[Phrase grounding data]
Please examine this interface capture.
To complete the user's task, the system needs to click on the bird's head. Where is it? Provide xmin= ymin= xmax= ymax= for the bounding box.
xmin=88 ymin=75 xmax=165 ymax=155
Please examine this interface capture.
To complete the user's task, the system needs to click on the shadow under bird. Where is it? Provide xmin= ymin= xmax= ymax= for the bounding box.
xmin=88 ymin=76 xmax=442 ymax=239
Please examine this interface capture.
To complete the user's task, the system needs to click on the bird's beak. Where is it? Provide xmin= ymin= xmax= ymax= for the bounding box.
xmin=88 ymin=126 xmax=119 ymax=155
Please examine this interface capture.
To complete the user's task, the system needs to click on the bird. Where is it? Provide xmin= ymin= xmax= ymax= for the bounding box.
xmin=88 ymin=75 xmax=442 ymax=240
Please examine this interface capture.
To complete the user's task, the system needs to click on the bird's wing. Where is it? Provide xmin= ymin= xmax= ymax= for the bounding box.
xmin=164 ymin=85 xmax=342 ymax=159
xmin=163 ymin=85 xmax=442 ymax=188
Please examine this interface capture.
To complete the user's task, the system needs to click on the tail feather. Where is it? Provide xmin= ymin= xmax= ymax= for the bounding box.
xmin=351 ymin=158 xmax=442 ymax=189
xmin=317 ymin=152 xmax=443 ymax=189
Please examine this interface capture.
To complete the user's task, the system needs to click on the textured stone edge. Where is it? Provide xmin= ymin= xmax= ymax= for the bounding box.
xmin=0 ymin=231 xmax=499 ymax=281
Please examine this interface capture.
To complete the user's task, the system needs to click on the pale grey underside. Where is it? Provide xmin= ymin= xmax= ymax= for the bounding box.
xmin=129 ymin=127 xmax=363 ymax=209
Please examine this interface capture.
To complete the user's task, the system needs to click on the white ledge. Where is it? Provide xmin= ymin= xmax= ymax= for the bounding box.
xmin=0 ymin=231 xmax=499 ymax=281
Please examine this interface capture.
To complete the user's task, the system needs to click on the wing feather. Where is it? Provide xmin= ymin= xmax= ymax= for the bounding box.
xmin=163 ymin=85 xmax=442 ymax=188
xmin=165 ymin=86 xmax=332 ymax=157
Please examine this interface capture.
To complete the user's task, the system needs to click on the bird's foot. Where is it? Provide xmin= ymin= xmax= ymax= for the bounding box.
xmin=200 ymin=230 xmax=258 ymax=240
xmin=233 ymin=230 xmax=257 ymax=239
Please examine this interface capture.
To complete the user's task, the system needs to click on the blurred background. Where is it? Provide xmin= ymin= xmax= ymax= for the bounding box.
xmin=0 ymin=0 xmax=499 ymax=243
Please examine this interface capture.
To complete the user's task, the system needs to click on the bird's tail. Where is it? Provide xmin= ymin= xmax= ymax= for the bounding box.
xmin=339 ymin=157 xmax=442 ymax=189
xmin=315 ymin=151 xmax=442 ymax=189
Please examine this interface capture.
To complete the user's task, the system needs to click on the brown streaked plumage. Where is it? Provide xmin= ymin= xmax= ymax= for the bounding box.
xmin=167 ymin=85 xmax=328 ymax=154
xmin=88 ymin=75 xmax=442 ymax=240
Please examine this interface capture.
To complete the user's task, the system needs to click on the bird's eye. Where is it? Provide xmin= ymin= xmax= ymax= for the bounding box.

--

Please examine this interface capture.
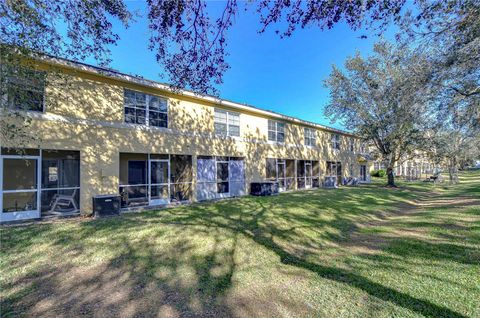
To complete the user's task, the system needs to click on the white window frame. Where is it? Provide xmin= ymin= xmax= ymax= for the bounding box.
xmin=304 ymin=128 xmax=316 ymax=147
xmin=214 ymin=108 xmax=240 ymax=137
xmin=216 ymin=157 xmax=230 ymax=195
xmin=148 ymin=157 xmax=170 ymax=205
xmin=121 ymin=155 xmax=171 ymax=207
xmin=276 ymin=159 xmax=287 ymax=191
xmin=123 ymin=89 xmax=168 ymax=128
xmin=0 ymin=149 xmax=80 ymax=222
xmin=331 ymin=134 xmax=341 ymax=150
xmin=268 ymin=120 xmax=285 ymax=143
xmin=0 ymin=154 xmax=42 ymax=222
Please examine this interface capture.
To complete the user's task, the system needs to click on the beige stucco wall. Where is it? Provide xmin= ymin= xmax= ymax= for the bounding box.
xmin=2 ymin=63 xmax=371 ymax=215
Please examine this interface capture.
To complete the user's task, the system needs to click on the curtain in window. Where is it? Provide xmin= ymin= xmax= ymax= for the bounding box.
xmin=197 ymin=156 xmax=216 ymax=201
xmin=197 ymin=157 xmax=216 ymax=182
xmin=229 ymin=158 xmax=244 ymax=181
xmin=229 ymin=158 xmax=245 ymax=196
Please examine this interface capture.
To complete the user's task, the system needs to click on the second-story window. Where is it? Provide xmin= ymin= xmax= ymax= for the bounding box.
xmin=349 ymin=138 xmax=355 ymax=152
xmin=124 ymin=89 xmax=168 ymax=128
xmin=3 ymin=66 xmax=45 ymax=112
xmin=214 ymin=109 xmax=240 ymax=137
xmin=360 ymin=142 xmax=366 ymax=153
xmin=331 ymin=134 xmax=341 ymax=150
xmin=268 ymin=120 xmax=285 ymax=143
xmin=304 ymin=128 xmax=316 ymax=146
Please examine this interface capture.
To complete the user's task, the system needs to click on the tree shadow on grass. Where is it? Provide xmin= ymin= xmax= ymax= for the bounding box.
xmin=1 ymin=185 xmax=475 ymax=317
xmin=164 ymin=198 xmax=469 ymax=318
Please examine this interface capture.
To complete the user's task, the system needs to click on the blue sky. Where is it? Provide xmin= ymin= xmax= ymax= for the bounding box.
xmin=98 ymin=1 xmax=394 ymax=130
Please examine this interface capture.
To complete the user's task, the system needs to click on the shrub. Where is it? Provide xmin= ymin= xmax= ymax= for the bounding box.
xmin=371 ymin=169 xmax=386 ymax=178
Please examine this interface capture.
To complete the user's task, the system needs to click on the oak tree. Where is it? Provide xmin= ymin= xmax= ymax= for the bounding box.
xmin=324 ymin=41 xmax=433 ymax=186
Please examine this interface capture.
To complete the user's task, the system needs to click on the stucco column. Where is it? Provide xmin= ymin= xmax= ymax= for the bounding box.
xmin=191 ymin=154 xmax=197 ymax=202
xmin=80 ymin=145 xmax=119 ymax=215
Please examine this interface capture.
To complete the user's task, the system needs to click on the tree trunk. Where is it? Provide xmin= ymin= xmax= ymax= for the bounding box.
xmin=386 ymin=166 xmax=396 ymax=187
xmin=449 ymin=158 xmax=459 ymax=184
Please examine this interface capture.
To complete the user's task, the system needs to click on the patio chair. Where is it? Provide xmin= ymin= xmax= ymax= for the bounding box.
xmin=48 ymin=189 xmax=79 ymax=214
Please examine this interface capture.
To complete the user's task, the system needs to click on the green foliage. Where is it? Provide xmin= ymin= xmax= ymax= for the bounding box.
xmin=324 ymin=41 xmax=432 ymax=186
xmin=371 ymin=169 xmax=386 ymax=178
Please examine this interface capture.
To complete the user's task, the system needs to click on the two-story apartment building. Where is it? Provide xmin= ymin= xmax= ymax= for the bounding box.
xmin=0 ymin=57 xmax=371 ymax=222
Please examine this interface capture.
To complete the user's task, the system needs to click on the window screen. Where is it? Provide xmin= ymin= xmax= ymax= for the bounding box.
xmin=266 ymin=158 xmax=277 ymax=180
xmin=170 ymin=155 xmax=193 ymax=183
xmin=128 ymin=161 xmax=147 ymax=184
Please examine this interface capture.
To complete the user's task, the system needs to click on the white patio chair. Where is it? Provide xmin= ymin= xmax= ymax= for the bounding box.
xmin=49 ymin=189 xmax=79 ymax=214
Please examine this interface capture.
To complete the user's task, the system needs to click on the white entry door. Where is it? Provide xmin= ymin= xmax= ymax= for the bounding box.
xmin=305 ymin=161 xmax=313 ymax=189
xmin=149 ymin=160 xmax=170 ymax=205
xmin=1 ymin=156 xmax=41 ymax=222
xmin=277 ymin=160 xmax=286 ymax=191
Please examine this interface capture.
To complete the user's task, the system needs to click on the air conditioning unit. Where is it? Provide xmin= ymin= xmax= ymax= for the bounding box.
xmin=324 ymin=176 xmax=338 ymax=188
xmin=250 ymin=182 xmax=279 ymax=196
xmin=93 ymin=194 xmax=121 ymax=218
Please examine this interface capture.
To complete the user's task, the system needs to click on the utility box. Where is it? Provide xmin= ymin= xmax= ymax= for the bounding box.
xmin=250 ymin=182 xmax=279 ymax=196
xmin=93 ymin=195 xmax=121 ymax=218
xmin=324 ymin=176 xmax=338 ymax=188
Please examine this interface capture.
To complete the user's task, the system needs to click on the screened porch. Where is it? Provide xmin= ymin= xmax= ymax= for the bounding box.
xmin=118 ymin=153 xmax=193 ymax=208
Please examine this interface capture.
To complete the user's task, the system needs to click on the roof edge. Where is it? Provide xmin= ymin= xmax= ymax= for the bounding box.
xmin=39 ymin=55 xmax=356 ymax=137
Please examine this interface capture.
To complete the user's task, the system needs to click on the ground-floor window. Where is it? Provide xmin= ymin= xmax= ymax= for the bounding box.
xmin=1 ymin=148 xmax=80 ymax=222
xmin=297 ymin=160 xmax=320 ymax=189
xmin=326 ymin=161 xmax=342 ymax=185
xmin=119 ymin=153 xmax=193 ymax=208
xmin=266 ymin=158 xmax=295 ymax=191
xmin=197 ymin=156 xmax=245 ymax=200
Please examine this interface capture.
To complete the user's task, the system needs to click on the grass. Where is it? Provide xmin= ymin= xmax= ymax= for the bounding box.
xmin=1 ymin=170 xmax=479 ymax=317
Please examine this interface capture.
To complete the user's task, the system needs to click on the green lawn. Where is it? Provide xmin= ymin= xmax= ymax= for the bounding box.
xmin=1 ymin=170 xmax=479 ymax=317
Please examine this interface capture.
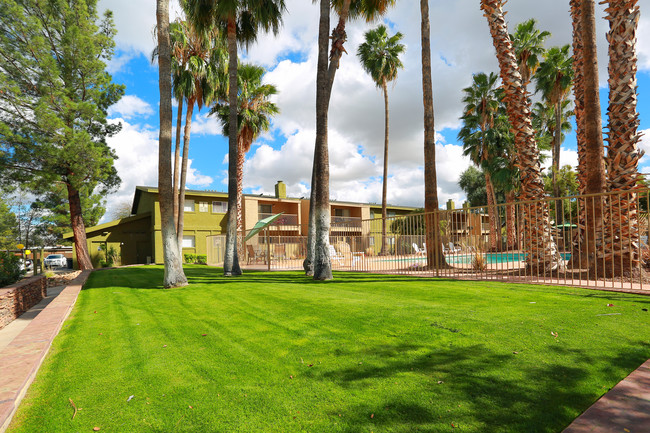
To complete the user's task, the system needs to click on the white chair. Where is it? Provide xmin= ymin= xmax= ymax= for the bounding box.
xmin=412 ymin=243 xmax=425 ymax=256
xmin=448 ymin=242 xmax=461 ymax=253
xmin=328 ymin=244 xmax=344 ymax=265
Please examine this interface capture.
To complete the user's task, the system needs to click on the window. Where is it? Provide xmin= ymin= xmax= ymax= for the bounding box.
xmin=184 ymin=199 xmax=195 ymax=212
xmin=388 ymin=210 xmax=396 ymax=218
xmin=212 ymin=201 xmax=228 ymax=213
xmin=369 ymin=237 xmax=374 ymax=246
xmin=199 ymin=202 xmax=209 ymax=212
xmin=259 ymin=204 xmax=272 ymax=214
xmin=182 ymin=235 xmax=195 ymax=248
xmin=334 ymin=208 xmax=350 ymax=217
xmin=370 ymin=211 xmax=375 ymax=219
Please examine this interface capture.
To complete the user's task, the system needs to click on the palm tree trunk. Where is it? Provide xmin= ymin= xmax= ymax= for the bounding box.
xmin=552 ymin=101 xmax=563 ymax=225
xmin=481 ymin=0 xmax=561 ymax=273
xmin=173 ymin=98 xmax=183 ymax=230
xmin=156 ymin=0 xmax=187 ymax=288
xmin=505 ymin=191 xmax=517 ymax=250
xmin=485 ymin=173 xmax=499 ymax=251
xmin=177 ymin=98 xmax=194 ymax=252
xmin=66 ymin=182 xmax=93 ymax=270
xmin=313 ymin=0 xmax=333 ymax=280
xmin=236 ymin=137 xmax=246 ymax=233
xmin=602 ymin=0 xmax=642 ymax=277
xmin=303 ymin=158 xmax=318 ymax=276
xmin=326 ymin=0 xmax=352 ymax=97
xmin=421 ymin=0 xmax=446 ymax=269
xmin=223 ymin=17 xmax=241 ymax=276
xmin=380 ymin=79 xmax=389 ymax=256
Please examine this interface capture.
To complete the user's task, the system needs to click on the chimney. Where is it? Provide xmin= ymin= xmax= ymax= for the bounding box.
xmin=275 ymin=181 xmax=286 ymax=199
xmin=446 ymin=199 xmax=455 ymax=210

## TASK PROMPT
Can you repeat, word for word, every line above from the one containing "on the brown" down to the one containing "the bird's eye.", including both?

## EXERCISE SOLUTION
To complete the user's task, the system needs to click on the brown streaked plumage. Where is it? Provide xmin= ymin= xmax= ymax= for the bounding box.
xmin=167 ymin=85 xmax=328 ymax=154
xmin=88 ymin=75 xmax=442 ymax=240
Please examine this interface capture.
To complete the user's task, the system needs to click on the bird's eye. Where is it? Provide xmin= ymin= xmax= ymax= for the bounding box.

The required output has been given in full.